ANWEISUNG:
Bitte setze den unten stehenden Bericht über Br. Ackermann nach seinem letzten Satz fort.

VORLIEGENDER TEXT:
::::::
Doch alles hat immer seine Zeit. Bereits im Jahr 1928 bekam die Gemeinde Gottes Einschränkungen zu spüren, leitende Brüder wurden verhaftet. Auch Br. Ackermann sollte verhaftet werden. Er wohnte zu der Zeit im Odessagebiet. Als dies bekannt wurde, rieten ihm die Brüder der Gemeinde zu fliehen. Der einzige Weg, der ihm offen stand, war der Weg nach Osten.

Es ist zu bedauern, wie viel Herzeleid und schwere Zeiten Br. Ackermann erleben musste. Gott schenkte ihm und seiner Frau zehn Kinder. Wegen einer Epidemie verlor Br. Ackermann innerhalb weniger Monate sieben seiner Kinder und auch seine Frau. Er blieb mit einer Tochter und zwei Söhnen zurück. Wie schwer es für ihn auch war, in aller Not konnte er doch immer in seinem Gottvertrauen festbleiben. Er erzählte unter Tränen davon. Ein Jahr nach dem Tod seiner Frau hatte er wieder geheiratet und lebte nun mit den Kindern in Omsk.

Wenn Br. Ackermann uns besuchte, so bat er darum, dass jemand von den jungen Brüdern ihn doch nach Hause begleiten möchte. Ein Bruder, der ihn einmal begleitete, berichtete später Folgendes. Als er im Haus von Br. Ackermann übernachtete, wurde er in der Nacht wach. Es schien ihm, als würde jemand sprechen. Er hörte aufmerksam zu und vernahm bald, dass der alte Bruder betete. Er hörte, wie der Bruder die Gemeinden, die er besucht hatte, im Gebet vor Gott nannte. Er nannte auch die Geschwister in den Gemeinden mit Namen, soweit er sie kannte. Der Bruder hörte eine Weile dem Gebet zu, dann schlief er ein. Als er eine Zeit später erneut erwachte, hörte er den Bruder immer noch beten. Ihm lag das ganze Werk Gottes sehr am Herzen.

Br. Ackermann hat die biblische Wahrheit verkündigt. Nicht immer wurde er verstanden, manchmal auch von solchen nicht, die sich Gemeinde Gottes nannten, was Br. Ackermann manchmal unter Tränen beklagte. Bei uns in Kamenka hat er sich wohlgefühlt.

Er verstarb 1972 im Alter von 85 Jahren. Es war sein Wunsch, dass ich ihn beerdigen sollte. Es war für mich nicht ganz einfach, seinem Wunsch nachzukommen, da wir ca. 500 km voneinander entfernt wohnten. Gott hat Gnade und Hilfe geschenkt, dass ich den Wunsch des Bruders erfüllen konnte. Als Leitwort diente uns Hebr. 13,7: „Gedenket an eure Lehrer, die euch das Wort Gottes gesagt haben; ihr Ende schauet an und folget ihrem Glauben nach.“

Unsere Brüder besuchten ebenso die Gemeinden, aus denen uns Brüder besucht hatten. Sie besuchten ebenso auch Geschwister, die zerstreut an verschiedenen Orten in unserer Umgebung wohnten.
::::::
[Zeige-Datensätze zu Fotoobjekten]
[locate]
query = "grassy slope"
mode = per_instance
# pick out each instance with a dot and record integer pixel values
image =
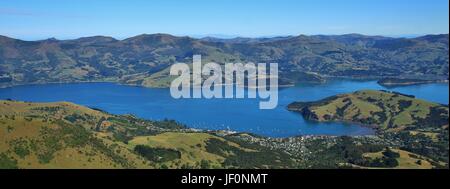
(65, 135)
(36, 135)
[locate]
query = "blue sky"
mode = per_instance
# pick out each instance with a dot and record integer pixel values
(63, 19)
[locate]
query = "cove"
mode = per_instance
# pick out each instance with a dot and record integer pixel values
(242, 115)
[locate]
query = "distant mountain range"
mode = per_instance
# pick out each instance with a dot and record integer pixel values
(145, 59)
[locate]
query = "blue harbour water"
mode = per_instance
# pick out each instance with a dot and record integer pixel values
(241, 115)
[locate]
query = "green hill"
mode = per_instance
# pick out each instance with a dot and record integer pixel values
(65, 135)
(139, 60)
(380, 109)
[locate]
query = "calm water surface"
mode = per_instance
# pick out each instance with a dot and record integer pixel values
(235, 114)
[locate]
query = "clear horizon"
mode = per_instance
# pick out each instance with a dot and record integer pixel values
(37, 20)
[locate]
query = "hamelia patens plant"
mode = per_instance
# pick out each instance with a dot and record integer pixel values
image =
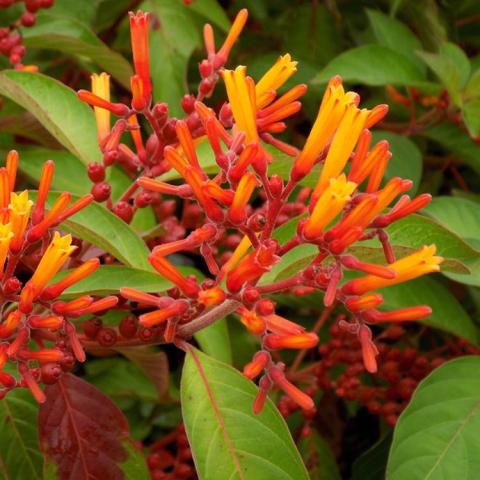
(351, 202)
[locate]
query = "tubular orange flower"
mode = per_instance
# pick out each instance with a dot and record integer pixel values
(365, 302)
(55, 256)
(10, 324)
(415, 265)
(332, 110)
(251, 267)
(232, 36)
(165, 268)
(6, 236)
(300, 398)
(400, 315)
(46, 176)
(159, 316)
(243, 109)
(274, 78)
(101, 88)
(342, 146)
(140, 50)
(245, 188)
(254, 323)
(81, 272)
(299, 342)
(369, 350)
(19, 213)
(11, 164)
(282, 326)
(211, 297)
(328, 206)
(138, 95)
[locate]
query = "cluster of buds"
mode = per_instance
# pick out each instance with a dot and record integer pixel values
(149, 157)
(170, 458)
(351, 202)
(10, 37)
(36, 330)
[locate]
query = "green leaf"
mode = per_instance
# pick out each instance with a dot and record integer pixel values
(315, 36)
(212, 12)
(451, 66)
(436, 436)
(102, 228)
(19, 453)
(372, 463)
(109, 279)
(171, 45)
(227, 439)
(318, 457)
(68, 35)
(447, 312)
(406, 161)
(459, 215)
(57, 108)
(471, 116)
(134, 467)
(452, 139)
(373, 65)
(70, 173)
(215, 341)
(392, 33)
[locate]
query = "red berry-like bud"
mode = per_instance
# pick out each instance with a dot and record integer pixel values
(96, 172)
(123, 210)
(91, 327)
(128, 326)
(276, 185)
(205, 68)
(143, 199)
(250, 295)
(101, 191)
(107, 337)
(50, 373)
(12, 285)
(28, 19)
(265, 307)
(188, 103)
(32, 5)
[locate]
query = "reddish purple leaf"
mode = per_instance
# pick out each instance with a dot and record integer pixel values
(82, 431)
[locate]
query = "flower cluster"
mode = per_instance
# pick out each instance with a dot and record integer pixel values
(10, 38)
(36, 331)
(351, 202)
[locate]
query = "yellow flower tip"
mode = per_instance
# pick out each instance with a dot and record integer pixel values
(5, 232)
(101, 88)
(329, 205)
(19, 203)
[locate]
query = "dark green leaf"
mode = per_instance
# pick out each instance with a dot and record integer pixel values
(102, 228)
(318, 457)
(372, 65)
(57, 108)
(214, 341)
(227, 439)
(70, 173)
(406, 161)
(68, 35)
(392, 33)
(436, 436)
(373, 463)
(171, 44)
(19, 453)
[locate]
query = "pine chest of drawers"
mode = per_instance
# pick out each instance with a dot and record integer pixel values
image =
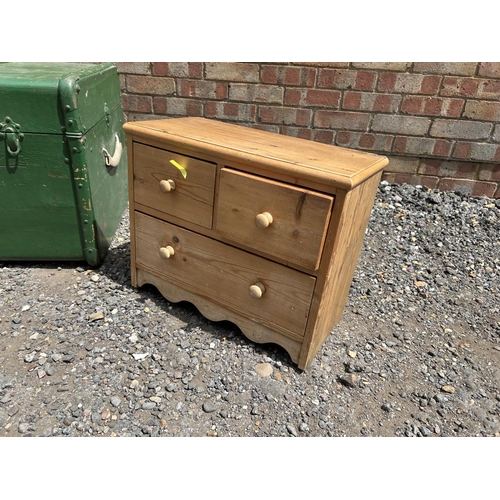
(252, 227)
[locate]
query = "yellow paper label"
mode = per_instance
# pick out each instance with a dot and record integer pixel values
(180, 167)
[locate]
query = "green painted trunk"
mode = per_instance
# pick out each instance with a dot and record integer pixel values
(63, 181)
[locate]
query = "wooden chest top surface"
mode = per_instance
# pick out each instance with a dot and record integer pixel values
(324, 164)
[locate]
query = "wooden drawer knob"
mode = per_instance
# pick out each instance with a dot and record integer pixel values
(263, 220)
(257, 290)
(167, 186)
(166, 252)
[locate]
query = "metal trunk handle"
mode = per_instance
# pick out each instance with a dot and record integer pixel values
(113, 161)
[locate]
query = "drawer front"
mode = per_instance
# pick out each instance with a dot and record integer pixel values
(279, 220)
(160, 185)
(226, 275)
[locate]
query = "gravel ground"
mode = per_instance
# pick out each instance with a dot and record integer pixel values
(417, 352)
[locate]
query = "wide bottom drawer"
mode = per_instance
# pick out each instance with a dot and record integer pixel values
(266, 292)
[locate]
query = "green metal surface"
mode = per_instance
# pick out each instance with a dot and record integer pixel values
(58, 199)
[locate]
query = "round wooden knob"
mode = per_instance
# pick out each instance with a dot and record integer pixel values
(257, 290)
(166, 252)
(167, 186)
(263, 220)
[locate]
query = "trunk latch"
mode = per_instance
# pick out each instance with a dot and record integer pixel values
(10, 133)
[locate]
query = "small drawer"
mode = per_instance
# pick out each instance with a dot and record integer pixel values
(264, 291)
(273, 218)
(161, 185)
::::::
ERGEBNIS:
 

In dieser Zeit war das Leben für die Gläubigen bereits um vieles leichter geworden. Wir wurden nicht mehr als Feinde angesehen, es hatte sich eine große Änderung in der Politik vollzogen. Die deutschstämmigen Leute suchten auf allen möglichen Wegen, dem kommunistischen Regime zu entkommen. Die Regierung versuchte sie aufzuhalten: „Wandert nicht aus, bleibt hier. Wir haben euch nicht gut behandelt, wir sehen unsere Fehler ein.“ Die Leute ließen sich aber nicht aufhalten. Weil Gläubige mit Ungläubigen verwandt waren, fuhren immer mehr Geschwister nach Deutschland.

Ein Teil der Geschwister war anderer Meinung. Sie dachten, weil wir hier wohnen, sollten wir auch hier im Land versuchen, das Werk des Herrn zu bauen. Die Gelegenheit dafür schien günstig zu sein, denn bereits 1989 konnten wir eine Konferenz in Kamenka durchführen. Von vielen Orten kamen Geschwister und auch Besucher dazu. Das Wort Gottes konnte frei gesprochen werden. In den Zeiten zuvor hatten wir von solchen Möglichkeiten nur träumen können, nun waren sie aber da. Wie froh auch alle darüber waren, fragte man sich in Gesprächen doch immer wieder: „Willst du auch nach Deutschland fahren?“

Hat Gott die Tür aufgetan, so dass wir nach Deutschland fahren sollten? Wie lange würde diese Gelegenheit zur Ausreise bestehen bleiben? Als 1991 die Brüder H. D. Nimz und Heinrich Semenjuk zum ersten Mal auf Besuch aus Kanada nach Kamenka kamen, wurden diese Frage auch ihnen gestellt: „Ratet ihr dazu, nach Deutschland auszuwandern oder ist es besser für uns, hier am Ort zu bleiben?“ Die Brüder vermochten keine bestimmte Antwort zu geben. Sie meinten, Gott habe den Weg aufgetan, dass wir ohne große Probleme ausreisen können. Alles weitere müsse ein jeder für sich persönlich entscheiden.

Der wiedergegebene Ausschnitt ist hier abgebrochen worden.